Senin, 17 Februari 2014

Serentak pun, Konstitusional

                      Serentak pun, Konstitusional

L Tri Setyawanta R  ;   Guru Besar Ilmu Hukum Universitas Diponegoro
SUARA MERDEKA,  17 Februari 2014
                                                                                                                        
                                                                                         
                                                                                                                       
MENJELANG Pileg dan Pilpres 2014, badai politik spontan berembus dari yang mulia para hakim Mahkamah Konstitusi (MK). Lembaga penjaga konstitusi itu mengabulkan gugatan agar pemilu dilaksanakan berjamaah (serentak), antara pileg dan pilpres meski untuk 2019.

Penundaan sampai tahun itu pun menimbulkan polemik tersendiri terkait legalitas Pilpres 2014. Sejak putusan itu dibacakan pada 23 Januari lalu, pro-kontra terus bergulir dan tampaknya sulit untuk bertemu di satu titik terang.

Satu hal yang pasti keputusan MK adalah pertama dan terakhir serta mengikat karena tidak dimungkinkan ada upaya hukum lain. Beberapa pasal dalam UU Nomor 42 Tahun 2008 tentang Pemilu Presiden dan Wakil Presiden terdegradasi, tidak lagi mempunyai kekuatan hukum mengikat.

Sebenarnya hanya satu pasal kunci dalam kaitannya dengan pemilu serentak, yaitu Pasal 3 Ayat (5). Pilpres dilaksanakan terpisah, setelah pelaksanaan pileg. Oleh penggugat, itu dinyatakan bertentangan dengan Pasal 22 E Ayat (1) dan (2) UUD 1945, dan diamini MK.

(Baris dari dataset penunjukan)
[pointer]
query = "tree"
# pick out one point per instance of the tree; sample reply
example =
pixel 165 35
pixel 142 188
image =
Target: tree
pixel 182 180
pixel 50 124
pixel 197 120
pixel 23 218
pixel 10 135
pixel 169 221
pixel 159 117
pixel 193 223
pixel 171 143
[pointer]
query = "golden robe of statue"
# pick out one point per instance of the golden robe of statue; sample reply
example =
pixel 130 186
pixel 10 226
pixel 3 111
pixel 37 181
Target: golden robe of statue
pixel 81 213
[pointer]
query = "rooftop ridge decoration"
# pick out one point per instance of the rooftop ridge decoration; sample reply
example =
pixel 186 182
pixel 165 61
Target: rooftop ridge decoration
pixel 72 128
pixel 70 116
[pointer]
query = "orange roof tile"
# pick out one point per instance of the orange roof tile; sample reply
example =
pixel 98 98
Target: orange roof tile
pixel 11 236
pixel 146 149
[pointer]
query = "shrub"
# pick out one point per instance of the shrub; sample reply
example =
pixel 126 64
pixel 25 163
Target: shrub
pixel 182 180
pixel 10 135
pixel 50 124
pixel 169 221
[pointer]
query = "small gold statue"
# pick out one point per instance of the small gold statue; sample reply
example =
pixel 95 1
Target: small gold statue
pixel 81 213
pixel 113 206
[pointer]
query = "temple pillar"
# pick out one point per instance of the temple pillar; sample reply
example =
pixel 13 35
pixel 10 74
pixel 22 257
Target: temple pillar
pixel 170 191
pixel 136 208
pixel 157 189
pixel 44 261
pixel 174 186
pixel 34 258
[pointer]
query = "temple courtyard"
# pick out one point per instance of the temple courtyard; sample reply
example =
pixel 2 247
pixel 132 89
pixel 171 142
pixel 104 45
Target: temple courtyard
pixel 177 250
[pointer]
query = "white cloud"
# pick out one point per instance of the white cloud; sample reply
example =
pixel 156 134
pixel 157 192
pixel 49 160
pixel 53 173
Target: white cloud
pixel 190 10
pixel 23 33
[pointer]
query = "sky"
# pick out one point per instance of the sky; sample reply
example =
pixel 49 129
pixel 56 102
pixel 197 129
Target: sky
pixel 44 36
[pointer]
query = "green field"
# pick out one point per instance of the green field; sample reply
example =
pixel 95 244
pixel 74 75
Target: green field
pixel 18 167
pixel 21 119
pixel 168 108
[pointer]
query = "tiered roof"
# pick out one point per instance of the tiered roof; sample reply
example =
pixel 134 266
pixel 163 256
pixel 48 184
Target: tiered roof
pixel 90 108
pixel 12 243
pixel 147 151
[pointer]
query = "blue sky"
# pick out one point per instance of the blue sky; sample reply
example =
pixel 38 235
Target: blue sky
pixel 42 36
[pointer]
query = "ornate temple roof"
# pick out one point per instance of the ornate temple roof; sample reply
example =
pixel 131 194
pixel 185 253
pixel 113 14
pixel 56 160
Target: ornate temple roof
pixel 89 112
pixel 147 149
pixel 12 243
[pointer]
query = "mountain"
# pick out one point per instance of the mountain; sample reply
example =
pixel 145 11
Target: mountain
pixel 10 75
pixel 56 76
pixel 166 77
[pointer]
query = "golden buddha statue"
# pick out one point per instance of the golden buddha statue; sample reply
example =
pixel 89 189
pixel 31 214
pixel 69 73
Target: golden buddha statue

» **PERMINTAAN TERTULIS A**
Sebutkan setiap tahun yang muncul dalam artikel tentang putusan MK soal pemilu serentak, masing-masing cukup sekali.
» **PERMINTAAN TERTULIS B**
Tolong lanjutkan artikel tentang putusan MK soal pemilu serentak dari bagian terakhirnya.

» **HASIL TUGAS A**
1945, 2008, 2014, 2019

» **HASIL TUGAS B**
Pasal 22E Ayat (1) menyebutkan pemilu dilaksanakan secara langsung, umum, bebas, rahasia, jujur, dan adil tiap lima tahun. Pasal-pasal lain andai tidak digugat pun mandul dengan sendirinya hanya dengan membatalkan pasal kunci tersebut. Pasal lain tersebut, yaitu Pasal 12 Ayat (1) dan (2), Pasal 14 Ayat (2), dan Pasal 112 UU Nomor 42 Tahun 2008.

Gugatan penggugat yang dikabulkan MK dalam menafsirkan Pasal 22 E Ayat (1) adalah bahwa dalam 5 tahun hanya boleh ada satu kali pemilu, tidak boleh dua kali. Berarti pemilu harus dilakukan secara bersamaan (pileg dan pilpres). Penafsiran gramatikal secara tekstual dari kalimat,’’ ...tiap 5 tahun sekaliî secara logika memang bisa diterima.

Hanya masih dimungkinkan penafsiran lain lebih pas secara logika dan rasa bahasa. Dalam KBBI, kata ‘’sekali’’ mempunyai beberapa makna. Mengacu Pasal 22 E Ayat (2) UUD 1945, pemilu diselenggarakan untuk memilih anggota DPR, DPD, presiden dan wapres, serta anggota DPRD.

Dari ayat ini bahkan dimungkinkan pemilu bisa dilaksanakan sampai maksimal 4 kali dalam 5 tahun, sesuai dengan jumlah objek yang akan dipilih. Perlu anggaran besar kalau masingmasing dipilih melalui pemilu tersendiri dalam siklus 5 tahunan itu.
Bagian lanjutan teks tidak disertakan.